[Records from a data source]
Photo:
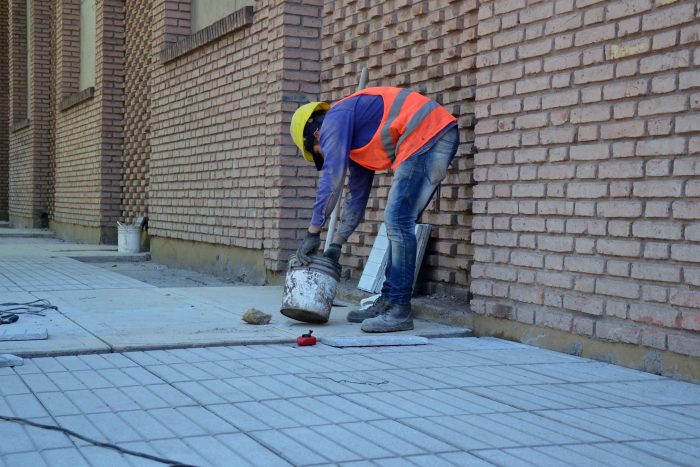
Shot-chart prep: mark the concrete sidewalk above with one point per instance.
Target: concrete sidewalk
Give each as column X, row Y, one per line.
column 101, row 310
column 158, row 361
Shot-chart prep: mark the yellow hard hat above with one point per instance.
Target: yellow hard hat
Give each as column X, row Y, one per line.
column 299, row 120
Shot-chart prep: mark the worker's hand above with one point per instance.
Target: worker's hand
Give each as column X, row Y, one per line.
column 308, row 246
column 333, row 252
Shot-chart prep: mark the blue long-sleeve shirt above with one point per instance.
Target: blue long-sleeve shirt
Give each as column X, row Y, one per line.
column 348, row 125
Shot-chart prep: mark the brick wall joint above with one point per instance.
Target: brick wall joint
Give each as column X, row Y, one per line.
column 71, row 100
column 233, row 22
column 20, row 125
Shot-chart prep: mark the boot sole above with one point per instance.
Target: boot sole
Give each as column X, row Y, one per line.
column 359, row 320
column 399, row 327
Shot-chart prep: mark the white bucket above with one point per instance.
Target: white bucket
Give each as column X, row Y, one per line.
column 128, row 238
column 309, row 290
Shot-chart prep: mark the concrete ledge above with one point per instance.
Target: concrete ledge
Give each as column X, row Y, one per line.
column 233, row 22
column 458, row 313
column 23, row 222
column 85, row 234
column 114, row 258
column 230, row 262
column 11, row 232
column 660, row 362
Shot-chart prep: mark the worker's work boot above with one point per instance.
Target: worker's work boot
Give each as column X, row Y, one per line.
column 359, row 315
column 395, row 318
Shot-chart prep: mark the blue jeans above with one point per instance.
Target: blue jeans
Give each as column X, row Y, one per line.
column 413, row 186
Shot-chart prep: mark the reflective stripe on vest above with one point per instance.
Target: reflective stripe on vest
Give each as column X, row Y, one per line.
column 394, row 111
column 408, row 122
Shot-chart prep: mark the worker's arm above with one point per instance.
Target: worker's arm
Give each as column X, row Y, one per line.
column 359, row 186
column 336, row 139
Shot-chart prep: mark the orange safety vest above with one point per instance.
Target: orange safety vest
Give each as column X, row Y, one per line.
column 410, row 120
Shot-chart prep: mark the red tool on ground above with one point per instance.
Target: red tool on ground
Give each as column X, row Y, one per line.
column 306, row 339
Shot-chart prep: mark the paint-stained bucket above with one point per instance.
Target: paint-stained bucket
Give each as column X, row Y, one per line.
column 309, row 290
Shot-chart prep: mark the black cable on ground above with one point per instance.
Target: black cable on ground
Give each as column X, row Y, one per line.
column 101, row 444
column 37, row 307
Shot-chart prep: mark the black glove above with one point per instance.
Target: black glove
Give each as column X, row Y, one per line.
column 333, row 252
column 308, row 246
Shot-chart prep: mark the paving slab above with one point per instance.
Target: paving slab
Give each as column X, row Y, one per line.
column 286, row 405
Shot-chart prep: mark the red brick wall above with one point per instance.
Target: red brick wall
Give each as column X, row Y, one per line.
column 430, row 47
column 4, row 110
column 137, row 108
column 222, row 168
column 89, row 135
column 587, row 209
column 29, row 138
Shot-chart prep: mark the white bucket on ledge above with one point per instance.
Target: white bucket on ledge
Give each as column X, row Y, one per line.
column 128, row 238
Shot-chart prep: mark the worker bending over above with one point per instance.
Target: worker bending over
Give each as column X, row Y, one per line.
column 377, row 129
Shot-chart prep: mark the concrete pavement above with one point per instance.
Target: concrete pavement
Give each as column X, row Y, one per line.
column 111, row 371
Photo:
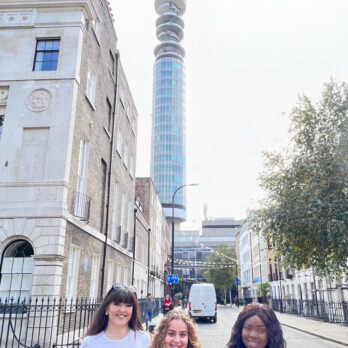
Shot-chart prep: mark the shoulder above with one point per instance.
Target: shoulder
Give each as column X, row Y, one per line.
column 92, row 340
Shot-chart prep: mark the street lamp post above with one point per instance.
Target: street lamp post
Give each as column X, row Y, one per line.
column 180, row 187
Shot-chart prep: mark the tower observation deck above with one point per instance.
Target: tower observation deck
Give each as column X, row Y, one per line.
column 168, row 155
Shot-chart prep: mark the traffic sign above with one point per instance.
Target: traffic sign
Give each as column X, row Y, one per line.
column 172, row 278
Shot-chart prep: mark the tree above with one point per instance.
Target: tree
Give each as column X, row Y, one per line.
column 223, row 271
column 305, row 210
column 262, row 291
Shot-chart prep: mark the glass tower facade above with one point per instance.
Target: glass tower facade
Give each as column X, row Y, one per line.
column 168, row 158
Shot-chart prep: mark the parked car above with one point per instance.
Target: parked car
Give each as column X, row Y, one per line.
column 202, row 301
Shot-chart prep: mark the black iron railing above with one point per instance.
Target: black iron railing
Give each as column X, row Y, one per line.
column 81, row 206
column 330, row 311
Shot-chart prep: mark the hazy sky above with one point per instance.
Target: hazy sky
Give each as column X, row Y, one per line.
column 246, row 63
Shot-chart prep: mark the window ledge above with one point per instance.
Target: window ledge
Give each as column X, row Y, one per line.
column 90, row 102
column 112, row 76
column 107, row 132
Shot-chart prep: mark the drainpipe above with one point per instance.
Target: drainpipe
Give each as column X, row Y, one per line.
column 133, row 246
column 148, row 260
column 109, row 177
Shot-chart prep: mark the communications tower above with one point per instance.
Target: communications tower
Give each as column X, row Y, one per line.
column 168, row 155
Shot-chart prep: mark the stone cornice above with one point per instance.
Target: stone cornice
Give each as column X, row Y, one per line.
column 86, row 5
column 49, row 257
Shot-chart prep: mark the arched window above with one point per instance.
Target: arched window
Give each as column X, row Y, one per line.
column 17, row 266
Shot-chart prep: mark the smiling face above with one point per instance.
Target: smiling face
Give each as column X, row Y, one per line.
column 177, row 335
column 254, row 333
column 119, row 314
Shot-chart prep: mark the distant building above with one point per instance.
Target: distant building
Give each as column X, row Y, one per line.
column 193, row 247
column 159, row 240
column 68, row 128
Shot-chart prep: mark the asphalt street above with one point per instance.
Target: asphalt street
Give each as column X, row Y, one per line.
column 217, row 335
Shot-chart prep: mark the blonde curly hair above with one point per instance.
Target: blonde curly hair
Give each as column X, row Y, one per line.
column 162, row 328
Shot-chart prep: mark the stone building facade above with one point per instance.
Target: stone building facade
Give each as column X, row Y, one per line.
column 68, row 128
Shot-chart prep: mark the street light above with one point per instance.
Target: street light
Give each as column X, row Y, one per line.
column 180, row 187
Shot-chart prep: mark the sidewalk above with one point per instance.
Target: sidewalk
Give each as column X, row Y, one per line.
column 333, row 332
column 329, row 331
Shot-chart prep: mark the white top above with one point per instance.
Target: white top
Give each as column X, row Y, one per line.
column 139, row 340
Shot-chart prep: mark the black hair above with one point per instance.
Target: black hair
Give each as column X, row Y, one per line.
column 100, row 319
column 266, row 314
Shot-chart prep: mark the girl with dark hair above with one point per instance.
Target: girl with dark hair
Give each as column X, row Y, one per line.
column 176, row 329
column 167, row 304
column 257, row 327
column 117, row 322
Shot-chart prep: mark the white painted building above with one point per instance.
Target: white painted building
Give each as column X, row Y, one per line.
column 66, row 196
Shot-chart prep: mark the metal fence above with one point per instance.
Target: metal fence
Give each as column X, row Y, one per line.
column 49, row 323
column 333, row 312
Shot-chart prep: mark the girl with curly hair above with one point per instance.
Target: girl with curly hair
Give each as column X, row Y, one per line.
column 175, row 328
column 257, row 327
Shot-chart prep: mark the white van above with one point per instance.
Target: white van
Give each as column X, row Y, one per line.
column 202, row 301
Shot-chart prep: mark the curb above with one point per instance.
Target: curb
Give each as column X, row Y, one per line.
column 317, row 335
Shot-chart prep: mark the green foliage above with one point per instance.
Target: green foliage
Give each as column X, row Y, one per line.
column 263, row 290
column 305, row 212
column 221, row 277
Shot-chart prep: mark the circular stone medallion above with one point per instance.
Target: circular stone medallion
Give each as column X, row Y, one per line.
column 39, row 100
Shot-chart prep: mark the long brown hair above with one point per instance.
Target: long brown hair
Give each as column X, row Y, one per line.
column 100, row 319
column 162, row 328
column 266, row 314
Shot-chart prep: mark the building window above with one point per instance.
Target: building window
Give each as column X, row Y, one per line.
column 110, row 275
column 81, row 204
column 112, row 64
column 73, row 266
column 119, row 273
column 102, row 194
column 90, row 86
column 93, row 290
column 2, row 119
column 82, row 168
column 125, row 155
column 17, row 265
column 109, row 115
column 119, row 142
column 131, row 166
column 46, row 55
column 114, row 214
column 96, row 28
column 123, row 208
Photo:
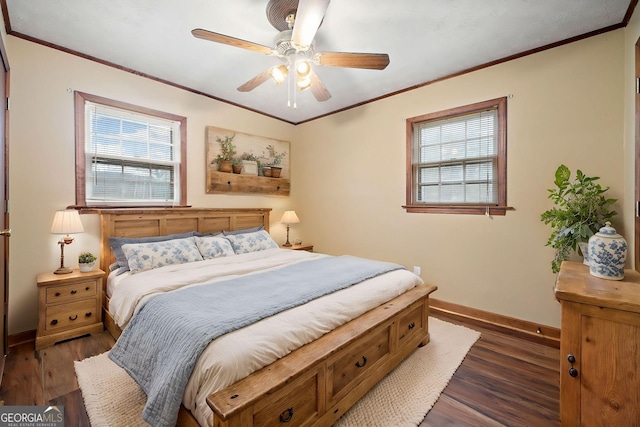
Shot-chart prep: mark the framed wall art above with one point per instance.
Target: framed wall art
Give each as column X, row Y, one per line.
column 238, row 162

* * *

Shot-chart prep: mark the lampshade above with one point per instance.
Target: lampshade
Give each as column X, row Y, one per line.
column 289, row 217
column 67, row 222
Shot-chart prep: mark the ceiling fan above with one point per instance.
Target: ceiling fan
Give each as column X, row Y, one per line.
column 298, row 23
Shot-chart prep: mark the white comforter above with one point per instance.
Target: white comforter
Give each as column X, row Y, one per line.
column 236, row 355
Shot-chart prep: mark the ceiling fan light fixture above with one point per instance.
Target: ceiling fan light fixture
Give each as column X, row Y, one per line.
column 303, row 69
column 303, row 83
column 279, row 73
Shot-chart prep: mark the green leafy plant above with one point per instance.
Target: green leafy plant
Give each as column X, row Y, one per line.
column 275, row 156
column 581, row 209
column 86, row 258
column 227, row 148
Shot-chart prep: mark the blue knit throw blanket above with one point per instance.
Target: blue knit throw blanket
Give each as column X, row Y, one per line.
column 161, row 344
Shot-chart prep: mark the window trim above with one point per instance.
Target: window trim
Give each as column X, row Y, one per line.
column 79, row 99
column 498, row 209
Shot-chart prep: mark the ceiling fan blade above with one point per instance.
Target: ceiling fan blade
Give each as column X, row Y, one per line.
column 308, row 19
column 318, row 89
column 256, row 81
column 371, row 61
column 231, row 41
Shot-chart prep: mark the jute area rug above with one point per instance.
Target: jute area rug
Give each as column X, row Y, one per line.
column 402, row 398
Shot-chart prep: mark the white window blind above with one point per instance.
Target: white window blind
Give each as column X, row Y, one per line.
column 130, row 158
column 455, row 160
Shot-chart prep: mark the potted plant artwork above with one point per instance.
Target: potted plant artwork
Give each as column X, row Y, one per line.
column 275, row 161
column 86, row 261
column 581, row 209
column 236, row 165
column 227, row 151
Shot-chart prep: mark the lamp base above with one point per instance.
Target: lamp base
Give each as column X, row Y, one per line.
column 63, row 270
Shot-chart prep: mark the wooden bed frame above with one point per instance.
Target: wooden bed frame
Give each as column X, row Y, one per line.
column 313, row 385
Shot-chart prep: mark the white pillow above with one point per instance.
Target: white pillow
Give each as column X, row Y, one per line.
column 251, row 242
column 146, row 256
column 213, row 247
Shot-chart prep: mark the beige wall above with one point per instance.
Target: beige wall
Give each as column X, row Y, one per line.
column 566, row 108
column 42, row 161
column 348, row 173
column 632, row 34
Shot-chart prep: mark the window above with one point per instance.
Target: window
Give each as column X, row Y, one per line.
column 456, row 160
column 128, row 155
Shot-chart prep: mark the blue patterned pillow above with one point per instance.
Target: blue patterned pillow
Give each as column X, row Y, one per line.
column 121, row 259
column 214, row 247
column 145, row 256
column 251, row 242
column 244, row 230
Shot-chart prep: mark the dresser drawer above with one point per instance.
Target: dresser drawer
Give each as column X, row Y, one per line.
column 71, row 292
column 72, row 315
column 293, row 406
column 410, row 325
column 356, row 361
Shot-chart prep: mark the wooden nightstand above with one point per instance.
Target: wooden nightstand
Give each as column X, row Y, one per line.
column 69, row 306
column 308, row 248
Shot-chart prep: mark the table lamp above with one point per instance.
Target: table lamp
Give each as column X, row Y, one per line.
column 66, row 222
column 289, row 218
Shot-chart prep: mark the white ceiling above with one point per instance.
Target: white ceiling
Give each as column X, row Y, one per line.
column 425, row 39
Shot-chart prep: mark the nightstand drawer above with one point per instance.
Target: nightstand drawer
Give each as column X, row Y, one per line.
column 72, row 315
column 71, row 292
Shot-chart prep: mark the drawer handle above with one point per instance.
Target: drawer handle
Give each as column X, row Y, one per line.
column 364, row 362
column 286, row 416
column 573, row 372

==

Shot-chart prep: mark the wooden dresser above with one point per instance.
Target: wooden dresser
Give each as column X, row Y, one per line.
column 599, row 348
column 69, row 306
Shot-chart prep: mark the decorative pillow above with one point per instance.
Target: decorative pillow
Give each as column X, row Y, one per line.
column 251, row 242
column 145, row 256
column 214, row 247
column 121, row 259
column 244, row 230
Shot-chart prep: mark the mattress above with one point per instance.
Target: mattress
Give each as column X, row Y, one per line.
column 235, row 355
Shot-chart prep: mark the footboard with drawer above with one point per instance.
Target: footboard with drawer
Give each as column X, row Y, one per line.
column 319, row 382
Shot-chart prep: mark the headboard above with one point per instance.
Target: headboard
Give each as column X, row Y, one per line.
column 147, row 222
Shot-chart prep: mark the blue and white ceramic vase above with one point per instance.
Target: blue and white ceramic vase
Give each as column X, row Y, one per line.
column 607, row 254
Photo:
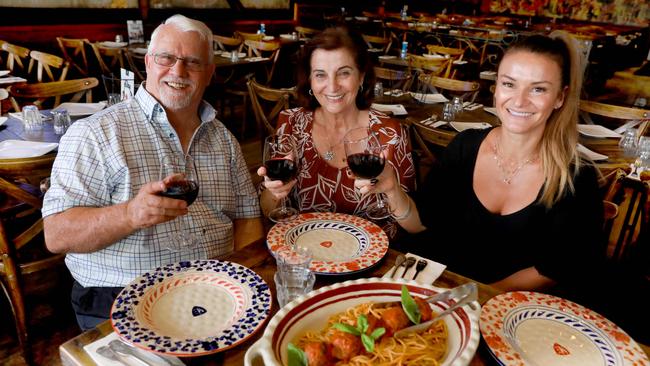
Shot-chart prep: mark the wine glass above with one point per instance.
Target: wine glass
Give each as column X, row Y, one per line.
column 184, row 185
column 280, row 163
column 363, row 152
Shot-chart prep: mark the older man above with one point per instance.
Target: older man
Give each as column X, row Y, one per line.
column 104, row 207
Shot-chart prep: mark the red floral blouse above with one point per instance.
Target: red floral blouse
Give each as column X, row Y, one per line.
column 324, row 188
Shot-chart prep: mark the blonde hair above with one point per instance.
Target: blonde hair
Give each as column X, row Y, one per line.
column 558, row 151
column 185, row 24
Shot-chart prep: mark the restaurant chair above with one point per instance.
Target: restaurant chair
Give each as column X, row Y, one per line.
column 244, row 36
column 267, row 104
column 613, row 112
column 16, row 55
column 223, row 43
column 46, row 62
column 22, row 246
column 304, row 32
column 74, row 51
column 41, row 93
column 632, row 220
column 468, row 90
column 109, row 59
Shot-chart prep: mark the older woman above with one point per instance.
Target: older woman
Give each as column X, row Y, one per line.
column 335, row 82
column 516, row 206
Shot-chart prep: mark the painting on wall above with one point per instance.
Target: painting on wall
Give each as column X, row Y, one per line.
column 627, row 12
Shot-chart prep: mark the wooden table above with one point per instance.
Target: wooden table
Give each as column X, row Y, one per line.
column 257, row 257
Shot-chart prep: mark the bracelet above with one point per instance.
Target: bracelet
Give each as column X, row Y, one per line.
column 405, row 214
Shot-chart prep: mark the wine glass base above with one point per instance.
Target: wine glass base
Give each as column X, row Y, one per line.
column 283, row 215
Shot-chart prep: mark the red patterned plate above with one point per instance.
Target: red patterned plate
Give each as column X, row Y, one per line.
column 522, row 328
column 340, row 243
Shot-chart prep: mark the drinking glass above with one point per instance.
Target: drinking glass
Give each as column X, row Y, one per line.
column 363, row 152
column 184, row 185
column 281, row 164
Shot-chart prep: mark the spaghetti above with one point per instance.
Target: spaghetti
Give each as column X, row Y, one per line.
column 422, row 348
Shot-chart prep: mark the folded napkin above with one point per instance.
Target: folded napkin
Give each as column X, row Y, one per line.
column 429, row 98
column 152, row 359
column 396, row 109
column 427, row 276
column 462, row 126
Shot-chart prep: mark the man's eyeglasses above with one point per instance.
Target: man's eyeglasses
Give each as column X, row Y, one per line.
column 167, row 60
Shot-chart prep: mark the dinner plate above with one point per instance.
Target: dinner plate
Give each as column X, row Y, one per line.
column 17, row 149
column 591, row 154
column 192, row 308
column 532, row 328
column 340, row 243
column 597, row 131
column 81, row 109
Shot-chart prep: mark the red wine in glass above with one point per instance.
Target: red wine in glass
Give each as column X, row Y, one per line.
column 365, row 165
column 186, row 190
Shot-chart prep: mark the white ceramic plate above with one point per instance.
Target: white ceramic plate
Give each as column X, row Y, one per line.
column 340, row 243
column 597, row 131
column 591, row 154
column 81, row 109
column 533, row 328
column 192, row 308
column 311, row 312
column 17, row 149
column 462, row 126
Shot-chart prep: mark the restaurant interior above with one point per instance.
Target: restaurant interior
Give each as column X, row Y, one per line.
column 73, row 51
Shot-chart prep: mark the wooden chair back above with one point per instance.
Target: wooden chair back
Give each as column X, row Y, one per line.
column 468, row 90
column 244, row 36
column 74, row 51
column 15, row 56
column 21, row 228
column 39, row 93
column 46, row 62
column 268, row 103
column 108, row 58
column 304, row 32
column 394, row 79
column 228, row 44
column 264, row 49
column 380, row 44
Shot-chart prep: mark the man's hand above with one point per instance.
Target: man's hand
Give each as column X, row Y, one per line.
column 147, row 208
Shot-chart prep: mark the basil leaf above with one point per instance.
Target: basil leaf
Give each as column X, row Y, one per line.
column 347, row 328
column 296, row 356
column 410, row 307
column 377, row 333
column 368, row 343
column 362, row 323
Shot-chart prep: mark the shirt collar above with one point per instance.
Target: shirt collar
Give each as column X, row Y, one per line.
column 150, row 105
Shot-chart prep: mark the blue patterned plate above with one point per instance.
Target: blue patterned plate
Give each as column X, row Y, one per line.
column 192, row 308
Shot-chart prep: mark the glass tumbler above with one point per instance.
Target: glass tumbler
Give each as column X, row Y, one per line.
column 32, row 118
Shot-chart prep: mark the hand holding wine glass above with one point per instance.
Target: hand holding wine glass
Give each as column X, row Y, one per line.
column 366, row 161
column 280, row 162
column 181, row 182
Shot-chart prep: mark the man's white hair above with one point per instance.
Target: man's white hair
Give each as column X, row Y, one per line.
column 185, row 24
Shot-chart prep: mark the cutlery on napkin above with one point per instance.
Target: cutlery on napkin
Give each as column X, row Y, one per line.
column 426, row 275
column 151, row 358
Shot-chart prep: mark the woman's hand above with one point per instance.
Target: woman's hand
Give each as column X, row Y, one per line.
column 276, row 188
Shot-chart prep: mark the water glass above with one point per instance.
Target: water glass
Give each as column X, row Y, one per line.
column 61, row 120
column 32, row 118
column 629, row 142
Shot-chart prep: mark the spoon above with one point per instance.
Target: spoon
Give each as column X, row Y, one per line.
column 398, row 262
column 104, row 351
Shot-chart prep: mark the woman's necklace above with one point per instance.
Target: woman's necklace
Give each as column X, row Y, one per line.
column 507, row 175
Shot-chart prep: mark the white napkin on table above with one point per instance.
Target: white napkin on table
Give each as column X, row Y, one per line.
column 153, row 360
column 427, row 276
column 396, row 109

TASK REQUIREMENTS: Using the data above, count the lines that include "brick" and write the number alone.

EXERCISE OUTPUT: 4